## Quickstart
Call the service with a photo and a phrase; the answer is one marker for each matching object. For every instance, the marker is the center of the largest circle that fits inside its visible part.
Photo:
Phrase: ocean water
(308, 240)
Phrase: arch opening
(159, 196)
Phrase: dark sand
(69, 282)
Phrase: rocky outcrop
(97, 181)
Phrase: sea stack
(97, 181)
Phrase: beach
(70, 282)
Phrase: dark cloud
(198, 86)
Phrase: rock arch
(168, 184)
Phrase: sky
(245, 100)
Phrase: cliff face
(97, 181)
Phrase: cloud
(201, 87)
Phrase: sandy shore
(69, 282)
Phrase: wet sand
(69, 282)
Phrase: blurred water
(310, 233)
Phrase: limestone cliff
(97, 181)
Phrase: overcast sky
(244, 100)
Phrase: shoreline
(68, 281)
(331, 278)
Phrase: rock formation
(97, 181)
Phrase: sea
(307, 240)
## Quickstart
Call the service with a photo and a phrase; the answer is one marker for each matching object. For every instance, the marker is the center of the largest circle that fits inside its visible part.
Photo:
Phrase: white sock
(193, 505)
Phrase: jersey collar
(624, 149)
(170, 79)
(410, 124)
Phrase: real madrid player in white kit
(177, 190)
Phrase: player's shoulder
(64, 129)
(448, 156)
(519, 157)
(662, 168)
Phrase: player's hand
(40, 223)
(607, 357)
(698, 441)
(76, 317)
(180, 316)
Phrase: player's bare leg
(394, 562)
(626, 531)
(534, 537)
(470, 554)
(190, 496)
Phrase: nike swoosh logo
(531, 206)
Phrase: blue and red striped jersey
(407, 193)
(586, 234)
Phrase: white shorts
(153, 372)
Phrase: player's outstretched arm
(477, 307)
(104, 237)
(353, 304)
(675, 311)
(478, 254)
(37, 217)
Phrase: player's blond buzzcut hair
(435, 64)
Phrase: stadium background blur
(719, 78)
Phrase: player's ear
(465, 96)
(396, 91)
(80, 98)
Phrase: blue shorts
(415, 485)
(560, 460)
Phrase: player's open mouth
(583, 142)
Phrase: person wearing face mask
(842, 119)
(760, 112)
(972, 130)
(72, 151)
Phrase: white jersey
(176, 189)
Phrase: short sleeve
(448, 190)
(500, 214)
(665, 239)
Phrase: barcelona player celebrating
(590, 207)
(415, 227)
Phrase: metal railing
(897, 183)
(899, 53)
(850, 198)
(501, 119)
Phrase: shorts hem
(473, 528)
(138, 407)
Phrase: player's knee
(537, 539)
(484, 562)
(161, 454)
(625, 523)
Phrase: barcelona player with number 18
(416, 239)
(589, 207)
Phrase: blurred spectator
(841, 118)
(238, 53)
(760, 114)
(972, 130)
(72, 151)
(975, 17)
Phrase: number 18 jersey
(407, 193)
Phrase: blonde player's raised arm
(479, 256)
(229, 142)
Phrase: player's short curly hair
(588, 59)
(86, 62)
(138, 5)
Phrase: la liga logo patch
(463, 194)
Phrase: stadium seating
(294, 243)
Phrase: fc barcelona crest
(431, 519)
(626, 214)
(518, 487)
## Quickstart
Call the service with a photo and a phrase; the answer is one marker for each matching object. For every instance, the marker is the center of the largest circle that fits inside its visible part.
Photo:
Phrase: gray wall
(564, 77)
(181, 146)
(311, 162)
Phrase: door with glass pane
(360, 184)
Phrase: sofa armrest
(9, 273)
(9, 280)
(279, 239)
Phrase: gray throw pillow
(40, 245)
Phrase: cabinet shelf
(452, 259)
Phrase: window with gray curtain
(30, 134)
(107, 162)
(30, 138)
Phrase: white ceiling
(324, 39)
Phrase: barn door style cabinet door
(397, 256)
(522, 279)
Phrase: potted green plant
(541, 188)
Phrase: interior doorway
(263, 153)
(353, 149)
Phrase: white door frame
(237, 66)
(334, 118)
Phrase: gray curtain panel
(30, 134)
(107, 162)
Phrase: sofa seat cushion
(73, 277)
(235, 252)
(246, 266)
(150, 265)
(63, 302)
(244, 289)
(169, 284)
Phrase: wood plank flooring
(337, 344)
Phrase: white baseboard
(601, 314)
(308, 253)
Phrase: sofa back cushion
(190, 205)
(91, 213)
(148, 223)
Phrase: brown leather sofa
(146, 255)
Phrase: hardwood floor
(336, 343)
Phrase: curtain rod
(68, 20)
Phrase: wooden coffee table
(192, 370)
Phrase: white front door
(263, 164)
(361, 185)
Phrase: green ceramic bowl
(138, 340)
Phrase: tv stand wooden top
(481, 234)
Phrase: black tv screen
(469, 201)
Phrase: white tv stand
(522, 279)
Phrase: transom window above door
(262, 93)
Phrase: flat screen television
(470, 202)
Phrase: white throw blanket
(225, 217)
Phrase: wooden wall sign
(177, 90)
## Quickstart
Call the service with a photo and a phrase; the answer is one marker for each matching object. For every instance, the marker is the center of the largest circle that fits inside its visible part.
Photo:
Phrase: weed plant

◇ ◇ ◇ ◇ ◇

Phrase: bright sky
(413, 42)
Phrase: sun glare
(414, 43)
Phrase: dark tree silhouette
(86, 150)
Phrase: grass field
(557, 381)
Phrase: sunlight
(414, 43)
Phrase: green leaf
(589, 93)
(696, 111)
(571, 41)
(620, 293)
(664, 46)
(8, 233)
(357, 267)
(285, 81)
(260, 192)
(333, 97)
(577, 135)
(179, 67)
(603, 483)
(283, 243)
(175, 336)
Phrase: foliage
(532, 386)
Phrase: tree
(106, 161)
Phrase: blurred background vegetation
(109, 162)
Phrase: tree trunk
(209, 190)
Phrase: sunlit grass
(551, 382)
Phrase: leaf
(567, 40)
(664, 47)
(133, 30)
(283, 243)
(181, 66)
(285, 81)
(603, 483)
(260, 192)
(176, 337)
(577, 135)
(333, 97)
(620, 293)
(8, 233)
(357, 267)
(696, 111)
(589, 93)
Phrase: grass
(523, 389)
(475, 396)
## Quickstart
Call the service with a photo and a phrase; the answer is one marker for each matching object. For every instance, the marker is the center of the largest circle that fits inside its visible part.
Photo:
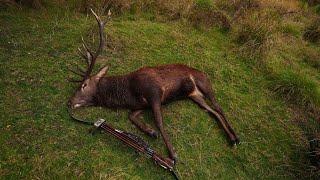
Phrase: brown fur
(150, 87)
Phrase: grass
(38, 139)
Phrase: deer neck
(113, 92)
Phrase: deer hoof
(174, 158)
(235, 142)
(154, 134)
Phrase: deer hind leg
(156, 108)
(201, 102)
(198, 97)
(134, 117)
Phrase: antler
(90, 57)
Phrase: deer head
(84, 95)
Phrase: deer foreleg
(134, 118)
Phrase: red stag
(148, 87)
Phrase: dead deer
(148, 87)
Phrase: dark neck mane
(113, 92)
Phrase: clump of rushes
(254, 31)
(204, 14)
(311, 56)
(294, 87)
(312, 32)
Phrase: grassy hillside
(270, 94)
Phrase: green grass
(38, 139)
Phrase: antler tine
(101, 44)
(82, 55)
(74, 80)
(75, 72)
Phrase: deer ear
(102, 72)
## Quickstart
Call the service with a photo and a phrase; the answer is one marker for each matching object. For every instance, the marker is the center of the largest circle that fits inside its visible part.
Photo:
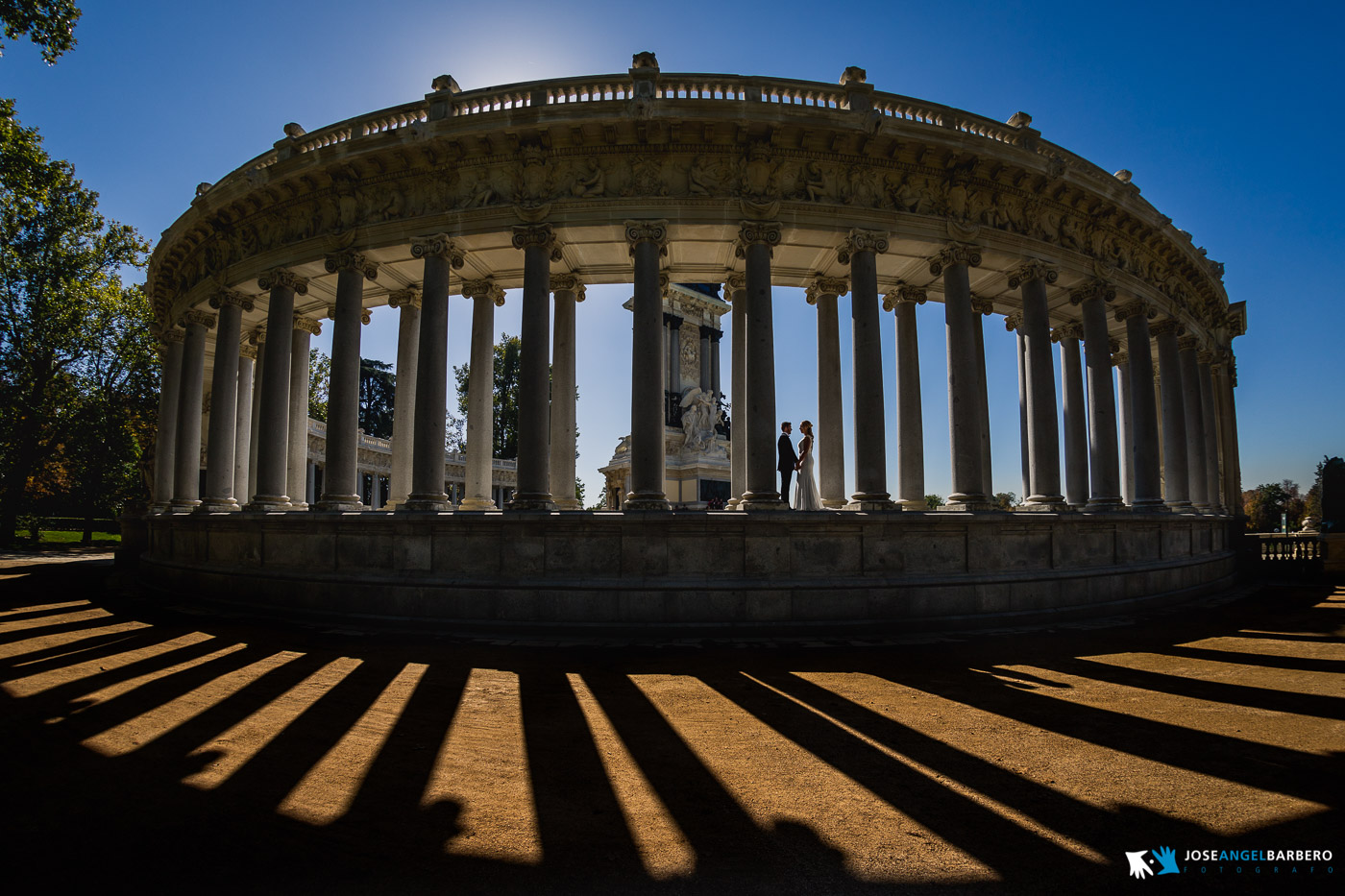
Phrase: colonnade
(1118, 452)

◇ ◇ ◇ ◇ ◇

* **Short problem**
Report every line of the listing above that contains the string "white". Treat the match as case-sensitive.

* **Response for this exercise**
Phrase: white sock
Phrase: real madrid player in white kit
Phrase: white shorts
Phrase: white jersey
Phrase: white ceiling
Phrase: white door frame
Phrase: white baseboard
Phrase: white front door
Phrase: white tv stand
Phrase: white throw blanket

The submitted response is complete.